◆ **Texte à lire**:
>>>

Autre point de discorde : la protection des ouvriers agricoles. Le délai pour revenir travailler dans un champ après traitement (appelé délai de rentrée) est de 6h, 8h, 24h ou 48h selon les situations (milieu fermé ou ouvert) et les produits utilisés. Des délais bien courts en vue de la dangerosité des produits ! Pour preuve, une série d'analyses menée par Générations Futures (l'enquête APAChe) a montré une imprégnation par les pesticides des cheveux -et donc de l'organisme- des ouvriers agricoles. Plus de 36% des molécules retrouvées sont suspectées d'être des perturbateurs endocriniens (PE) et plus de 45% des molécules retrouvées sont classées cancérigènes possibles !
Pourtant, la FNSEA (la Fédération nationale des syndicats d'exploitants agricoles) a demandé que soit raccourci ce délai de rentrée " en cas de nécessité motivée par des circonstances exceptionnelles ". Une définition qui ouvre la porte a bien des dérogations...
" Nous sommes les seuls à défendre la santé des agriculteurs. La FNSEA (qui est censé les défendre) s'en fout et s'en contre-fout ", s'est indigné François Veillerette.
Les cours d'eau contineront d'être pollués
Dernier point noir : les cours d'eau. Le Commissariat général au développement durable (CGDD) s'inquiétait en novembre 2015 qu'au moins un pesticide soit présent dans 92% des points de surveillance et au moins 10 pesticides dans 50% d'entre eux. A tel point qu'une vingtaine d'arrêtés préfectoraux ont été pris pour lutter contre une contamination généralisée des eaux.

<<<

◆ **Segment de données**:
>>>

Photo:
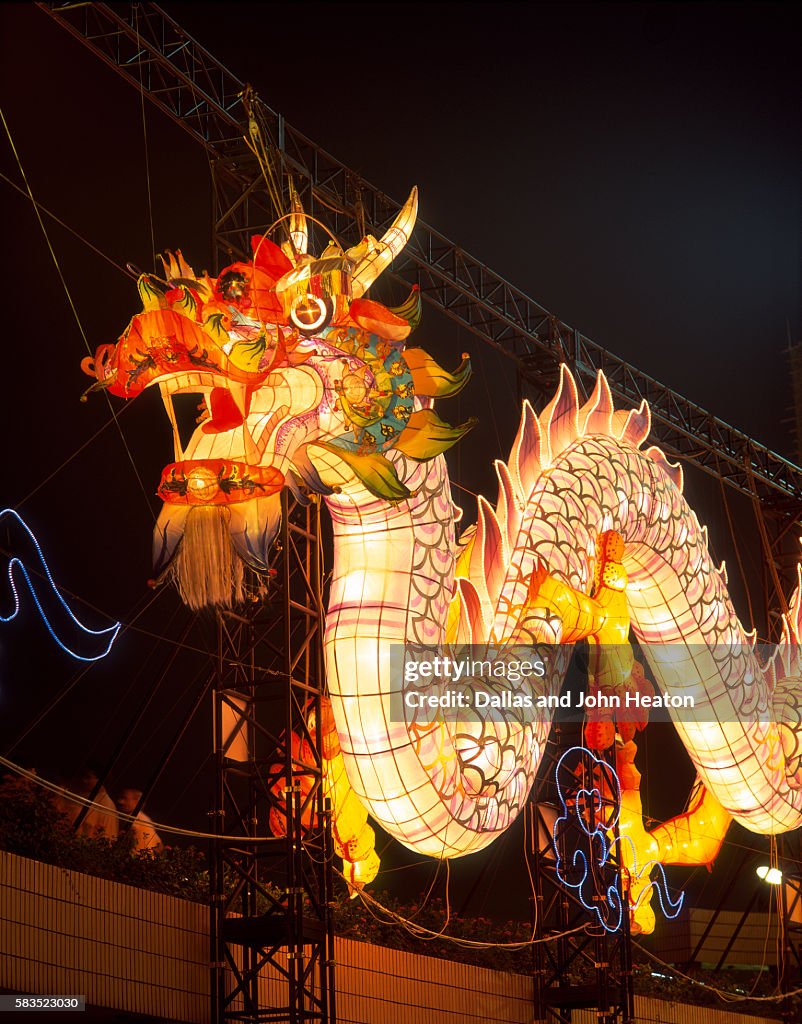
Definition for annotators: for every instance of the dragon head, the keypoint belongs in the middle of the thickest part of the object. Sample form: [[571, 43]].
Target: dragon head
[[304, 383]]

<<<

◆ **Défis**:
1. Retapez le passage du texte sur les pesticides qui commence par « Pourtant, la FNSEA » et se termine par « indigné François Veillerette. ».
2. Que dit le texte sur les pesticides sur chacun de ces points ?
(a) Quelle part des molécules retrouvées est classée cancérigène possible ?
(b) Quelle organisation a demandé que le délai de rentrée soit raccourci ?
(c) Selon le CGDD, dans quel pourcentage des points de surveillance au moins un pesticide était-il présent ?
3. Les affirmations suivantes concordent-elles avec le texte sur les pesticides ? Répondez par oui ou non et citez les mots du texte qui tranchent.
(a) Le délai de rentrée peut aller jusqu'à 48 heures.
(b) L'enquête APAChe a été menée par la FNSEA.
(c) Environ vingt arrêtés préfectoraux ont été pris contre la contamination des eaux.

◆ **Réponses aux tâches**:
1.
Pourtant, la FNSEA (la Fédération nationale des syndicats d'exploitants agricoles) a demandé que soit raccourci ce délai de rentrée " en cas de nécessité motivée par des circonstances exceptionnelles ". Une définition qui ouvre la porte a bien des dérogations...
" Nous sommes les seuls à défendre la santé des agriculteurs. La FNSEA (qui est censé les défendre) s'en fout et s'en contre-fout ", s'est indigné François Veillerette.

2.
(a) Plus de 45 %.
(b) La FNSEA (la Fédération nationale des syndicats d'exploitants agricoles).
(c) 92 %.

3.
(a) Oui : « est de 6h, 8h, 24h ou 48h selon les situations ».
(b) Non : « une série d'analyses menée par Générations Futures (l'enquête APAChe) ».
(c) Oui : « une vingtaine d'arrêtés préfectoraux ont été pris pour lutter contre une contamination généralisée des eaux ».